*APPLY WHAT YOU READ:*
A. According to the page on air quality in York, in what month and year did City of York Council declare an Air Quality Management Area?
B. Transcribe the passage of the page on air quality in York that opens with the words containing "Air quality in York" and closes with "in our cities.".

*SELECTED EXCERPT:*
Start of Block

Air quality in York
Due to the health implications and costs associated with air quality, the government has set health based air quality objectives for seven of the most common pollutants found in our cities.
The Environment Act 1995 requires all local authorities to review and assess air quality in their areas and to declare Air Quality Management Areas (AQMAs) where the objectives set by the government are unlikely to be met. In January 2002, City of York Council declared an Air Quality Management Area (AQMA) based on predicted exceedances of the annual average nitrogen dioxide objective in five areas of the city. An 'annual average' concentration refers to the average hourly concentration of a pollutant when recorded over a full 12 month period.
In York the five areas of concern are located on or near to the inner ring road and are characterised by their enclosed nature and long periods of congested traffic. In each case there are residential properties located within 5 metres of the kerbside which constitute 'relevant' locations for the purpose of Local Air Quality Management. Relevant locations can be defined as outdoor, non-occupational locations (e.g. schools, care homes, hospitals and residential properties) where members of the public are likely to be regularly exposed to pollutants over the averaging time of the air quality objectives. The five areas of air quality concern in York are called the 'Technical Breach Areas'.
The declaration of the AQMA placed a legal duty on the council to improve air quality in the city and to demonstrate that it is actively pursuing the 40 ug/m3 annual objective. In order to demonstrate a commitment to improving air quality the council was required to prepare an Air Quality Action Plan (AQAP). The AQAP identifies measures the council intends to take to improve air quality in the city, following the declaration of the AQMA.

End of Block

*DATASET CONTENT:*
Start of Block

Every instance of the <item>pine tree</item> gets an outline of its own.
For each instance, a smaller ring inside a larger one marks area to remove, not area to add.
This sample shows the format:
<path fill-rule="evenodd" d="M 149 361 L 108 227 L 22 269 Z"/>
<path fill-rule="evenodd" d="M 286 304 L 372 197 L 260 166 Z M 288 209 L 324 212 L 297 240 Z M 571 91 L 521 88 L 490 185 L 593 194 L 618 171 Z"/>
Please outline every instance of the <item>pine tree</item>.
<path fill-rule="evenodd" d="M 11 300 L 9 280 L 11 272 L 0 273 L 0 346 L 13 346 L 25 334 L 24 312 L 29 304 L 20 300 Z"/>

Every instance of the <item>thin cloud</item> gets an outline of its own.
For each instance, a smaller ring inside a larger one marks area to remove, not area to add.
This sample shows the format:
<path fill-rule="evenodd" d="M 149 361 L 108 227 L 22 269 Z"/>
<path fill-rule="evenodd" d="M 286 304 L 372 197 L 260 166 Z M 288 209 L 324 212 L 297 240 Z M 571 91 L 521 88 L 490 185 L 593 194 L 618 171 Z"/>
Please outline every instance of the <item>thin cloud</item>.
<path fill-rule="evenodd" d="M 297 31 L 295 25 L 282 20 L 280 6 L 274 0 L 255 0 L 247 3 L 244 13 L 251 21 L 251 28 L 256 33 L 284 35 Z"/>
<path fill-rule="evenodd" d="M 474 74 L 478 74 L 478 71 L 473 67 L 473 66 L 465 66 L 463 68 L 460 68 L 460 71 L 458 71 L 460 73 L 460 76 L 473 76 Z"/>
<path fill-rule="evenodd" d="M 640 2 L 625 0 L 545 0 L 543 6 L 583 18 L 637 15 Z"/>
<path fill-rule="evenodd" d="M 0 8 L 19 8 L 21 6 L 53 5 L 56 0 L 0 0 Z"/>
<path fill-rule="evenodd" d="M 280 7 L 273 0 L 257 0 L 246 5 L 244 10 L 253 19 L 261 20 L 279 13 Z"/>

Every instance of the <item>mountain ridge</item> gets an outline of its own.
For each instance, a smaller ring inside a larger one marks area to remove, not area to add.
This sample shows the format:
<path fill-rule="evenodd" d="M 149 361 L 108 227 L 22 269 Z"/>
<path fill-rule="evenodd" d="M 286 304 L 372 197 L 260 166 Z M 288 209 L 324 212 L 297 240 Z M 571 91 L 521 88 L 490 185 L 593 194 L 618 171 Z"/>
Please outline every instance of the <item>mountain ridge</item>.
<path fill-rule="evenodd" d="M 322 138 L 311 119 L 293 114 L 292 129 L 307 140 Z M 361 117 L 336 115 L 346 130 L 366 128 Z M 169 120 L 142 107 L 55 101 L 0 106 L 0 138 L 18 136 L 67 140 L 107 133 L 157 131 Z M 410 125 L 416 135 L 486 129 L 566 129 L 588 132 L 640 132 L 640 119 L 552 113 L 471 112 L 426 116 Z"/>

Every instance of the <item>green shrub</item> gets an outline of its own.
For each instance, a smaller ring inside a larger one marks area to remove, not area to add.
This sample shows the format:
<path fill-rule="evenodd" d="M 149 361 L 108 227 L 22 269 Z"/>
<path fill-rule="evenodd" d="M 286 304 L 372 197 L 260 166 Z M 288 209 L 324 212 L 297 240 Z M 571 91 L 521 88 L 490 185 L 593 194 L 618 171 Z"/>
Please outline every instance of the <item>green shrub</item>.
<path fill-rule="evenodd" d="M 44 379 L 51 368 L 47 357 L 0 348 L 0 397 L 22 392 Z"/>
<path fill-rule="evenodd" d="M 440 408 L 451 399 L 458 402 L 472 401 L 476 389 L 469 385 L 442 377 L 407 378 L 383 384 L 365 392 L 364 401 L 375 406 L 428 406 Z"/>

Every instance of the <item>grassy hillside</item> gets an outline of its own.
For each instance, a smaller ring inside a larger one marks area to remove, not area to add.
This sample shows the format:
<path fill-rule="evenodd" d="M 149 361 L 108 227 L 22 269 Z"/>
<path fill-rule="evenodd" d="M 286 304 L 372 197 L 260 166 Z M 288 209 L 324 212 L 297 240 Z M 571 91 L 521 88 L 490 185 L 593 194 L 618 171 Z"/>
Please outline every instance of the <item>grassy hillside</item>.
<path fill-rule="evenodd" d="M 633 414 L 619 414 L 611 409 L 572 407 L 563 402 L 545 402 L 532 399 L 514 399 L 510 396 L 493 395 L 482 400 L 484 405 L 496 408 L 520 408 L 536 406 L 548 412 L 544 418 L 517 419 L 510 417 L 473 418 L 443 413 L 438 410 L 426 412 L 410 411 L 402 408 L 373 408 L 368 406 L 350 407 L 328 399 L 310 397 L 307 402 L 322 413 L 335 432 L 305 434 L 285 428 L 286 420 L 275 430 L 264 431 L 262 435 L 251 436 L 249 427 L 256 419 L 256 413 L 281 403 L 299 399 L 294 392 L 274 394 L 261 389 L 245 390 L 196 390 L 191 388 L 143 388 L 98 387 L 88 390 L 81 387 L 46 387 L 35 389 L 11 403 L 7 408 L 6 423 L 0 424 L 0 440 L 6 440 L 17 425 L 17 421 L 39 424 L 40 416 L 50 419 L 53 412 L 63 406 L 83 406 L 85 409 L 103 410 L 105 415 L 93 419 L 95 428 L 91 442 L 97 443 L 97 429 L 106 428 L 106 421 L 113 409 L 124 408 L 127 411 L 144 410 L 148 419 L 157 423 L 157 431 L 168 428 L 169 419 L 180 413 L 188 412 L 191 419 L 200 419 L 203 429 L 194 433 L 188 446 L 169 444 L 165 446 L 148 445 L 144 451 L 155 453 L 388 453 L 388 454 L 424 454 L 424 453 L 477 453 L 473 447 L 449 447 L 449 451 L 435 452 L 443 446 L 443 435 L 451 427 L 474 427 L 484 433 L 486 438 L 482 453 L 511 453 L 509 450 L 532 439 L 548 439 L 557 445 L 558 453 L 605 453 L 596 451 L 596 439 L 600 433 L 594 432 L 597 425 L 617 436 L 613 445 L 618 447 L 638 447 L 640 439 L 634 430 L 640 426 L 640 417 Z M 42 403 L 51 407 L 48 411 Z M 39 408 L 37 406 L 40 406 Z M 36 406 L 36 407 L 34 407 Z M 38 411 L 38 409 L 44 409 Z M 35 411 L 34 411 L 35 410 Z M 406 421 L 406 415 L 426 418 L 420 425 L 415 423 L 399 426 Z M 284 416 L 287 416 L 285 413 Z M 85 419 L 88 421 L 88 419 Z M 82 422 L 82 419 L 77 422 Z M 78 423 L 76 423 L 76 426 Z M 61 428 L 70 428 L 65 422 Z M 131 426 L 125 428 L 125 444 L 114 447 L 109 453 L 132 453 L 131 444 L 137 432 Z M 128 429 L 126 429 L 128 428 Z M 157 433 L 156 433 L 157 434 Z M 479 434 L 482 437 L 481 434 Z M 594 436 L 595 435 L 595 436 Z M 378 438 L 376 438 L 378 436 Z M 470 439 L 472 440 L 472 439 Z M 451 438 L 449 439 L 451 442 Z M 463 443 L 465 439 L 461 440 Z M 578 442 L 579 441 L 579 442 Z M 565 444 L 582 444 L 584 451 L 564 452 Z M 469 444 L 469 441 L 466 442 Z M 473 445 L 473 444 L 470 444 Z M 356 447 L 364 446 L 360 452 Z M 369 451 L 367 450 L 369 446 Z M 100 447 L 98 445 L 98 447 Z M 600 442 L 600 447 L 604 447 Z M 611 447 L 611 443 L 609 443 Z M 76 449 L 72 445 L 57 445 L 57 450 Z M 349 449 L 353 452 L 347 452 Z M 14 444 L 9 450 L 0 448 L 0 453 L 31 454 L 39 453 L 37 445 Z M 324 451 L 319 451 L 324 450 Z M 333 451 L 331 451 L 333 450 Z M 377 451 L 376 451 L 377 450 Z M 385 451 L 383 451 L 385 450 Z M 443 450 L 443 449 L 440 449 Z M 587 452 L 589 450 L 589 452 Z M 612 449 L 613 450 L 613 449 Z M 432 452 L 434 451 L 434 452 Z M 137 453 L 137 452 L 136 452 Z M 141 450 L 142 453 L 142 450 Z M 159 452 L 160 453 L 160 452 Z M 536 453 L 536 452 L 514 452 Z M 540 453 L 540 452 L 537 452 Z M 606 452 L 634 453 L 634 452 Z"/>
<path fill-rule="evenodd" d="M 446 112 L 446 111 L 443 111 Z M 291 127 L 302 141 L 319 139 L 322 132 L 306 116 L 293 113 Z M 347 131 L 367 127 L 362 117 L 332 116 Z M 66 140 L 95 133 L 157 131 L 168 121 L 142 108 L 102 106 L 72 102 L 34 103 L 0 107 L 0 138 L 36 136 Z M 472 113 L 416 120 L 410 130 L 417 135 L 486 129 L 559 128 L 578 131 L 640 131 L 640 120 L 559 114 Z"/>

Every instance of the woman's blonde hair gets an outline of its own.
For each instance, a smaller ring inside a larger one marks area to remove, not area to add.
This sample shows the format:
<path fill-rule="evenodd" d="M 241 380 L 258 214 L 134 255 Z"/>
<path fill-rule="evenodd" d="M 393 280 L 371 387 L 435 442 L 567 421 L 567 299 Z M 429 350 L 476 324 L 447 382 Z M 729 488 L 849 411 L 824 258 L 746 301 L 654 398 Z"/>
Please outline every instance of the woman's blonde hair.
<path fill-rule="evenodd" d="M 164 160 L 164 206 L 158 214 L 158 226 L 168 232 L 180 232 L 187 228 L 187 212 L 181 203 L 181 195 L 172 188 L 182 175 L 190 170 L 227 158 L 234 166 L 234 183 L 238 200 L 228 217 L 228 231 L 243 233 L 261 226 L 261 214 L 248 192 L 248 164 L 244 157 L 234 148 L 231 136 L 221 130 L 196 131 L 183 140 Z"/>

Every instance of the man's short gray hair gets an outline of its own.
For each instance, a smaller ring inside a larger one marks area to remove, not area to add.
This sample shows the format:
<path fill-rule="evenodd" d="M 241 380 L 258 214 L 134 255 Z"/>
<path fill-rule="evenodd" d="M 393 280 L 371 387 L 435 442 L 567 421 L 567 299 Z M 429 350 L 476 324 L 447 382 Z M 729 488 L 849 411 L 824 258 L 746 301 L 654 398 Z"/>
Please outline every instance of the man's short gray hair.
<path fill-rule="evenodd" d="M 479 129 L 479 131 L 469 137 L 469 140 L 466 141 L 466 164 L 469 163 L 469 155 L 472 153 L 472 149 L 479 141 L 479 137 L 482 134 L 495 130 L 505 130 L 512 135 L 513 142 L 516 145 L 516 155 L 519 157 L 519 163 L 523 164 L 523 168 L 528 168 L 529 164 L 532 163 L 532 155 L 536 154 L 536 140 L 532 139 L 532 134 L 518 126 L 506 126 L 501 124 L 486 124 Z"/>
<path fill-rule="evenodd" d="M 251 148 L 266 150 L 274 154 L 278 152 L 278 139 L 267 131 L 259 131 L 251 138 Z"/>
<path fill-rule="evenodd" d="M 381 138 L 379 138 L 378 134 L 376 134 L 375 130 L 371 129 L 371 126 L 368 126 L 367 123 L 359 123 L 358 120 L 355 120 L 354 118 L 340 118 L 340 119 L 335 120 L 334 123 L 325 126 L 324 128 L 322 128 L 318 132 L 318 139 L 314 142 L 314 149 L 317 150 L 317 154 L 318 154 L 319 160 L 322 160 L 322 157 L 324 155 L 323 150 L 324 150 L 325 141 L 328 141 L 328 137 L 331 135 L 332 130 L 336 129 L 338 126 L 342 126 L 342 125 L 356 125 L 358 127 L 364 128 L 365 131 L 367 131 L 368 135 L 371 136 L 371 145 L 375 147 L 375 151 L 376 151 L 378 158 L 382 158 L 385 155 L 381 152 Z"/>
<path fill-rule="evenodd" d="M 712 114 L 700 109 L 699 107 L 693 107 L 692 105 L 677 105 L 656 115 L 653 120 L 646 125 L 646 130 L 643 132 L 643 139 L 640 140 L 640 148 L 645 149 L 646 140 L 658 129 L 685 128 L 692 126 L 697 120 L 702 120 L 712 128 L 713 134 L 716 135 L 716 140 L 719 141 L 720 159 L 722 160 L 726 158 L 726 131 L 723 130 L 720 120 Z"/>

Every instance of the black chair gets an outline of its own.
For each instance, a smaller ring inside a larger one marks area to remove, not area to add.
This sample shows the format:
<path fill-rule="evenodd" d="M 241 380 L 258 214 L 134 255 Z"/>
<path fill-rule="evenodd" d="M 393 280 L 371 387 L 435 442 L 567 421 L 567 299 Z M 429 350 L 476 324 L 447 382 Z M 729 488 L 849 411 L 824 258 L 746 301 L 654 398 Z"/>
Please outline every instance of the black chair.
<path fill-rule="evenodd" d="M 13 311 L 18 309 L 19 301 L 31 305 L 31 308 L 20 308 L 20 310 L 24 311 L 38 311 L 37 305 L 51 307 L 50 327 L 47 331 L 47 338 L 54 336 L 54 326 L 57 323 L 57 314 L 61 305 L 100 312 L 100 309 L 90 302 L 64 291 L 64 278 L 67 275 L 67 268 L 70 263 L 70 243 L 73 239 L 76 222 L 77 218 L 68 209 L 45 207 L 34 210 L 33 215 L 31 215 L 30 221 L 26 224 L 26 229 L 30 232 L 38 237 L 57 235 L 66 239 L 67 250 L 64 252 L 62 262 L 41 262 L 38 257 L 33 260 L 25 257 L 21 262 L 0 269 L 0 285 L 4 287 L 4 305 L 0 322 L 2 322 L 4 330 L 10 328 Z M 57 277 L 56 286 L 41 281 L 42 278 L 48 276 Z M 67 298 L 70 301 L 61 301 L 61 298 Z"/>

End of Block

*ANSWERS:*
A. January 2002

B.
Air quality in York
Due to the health implications and costs associated with air quality, the government has set health based air quality objectives for seven of the most common pollutants found in our cities.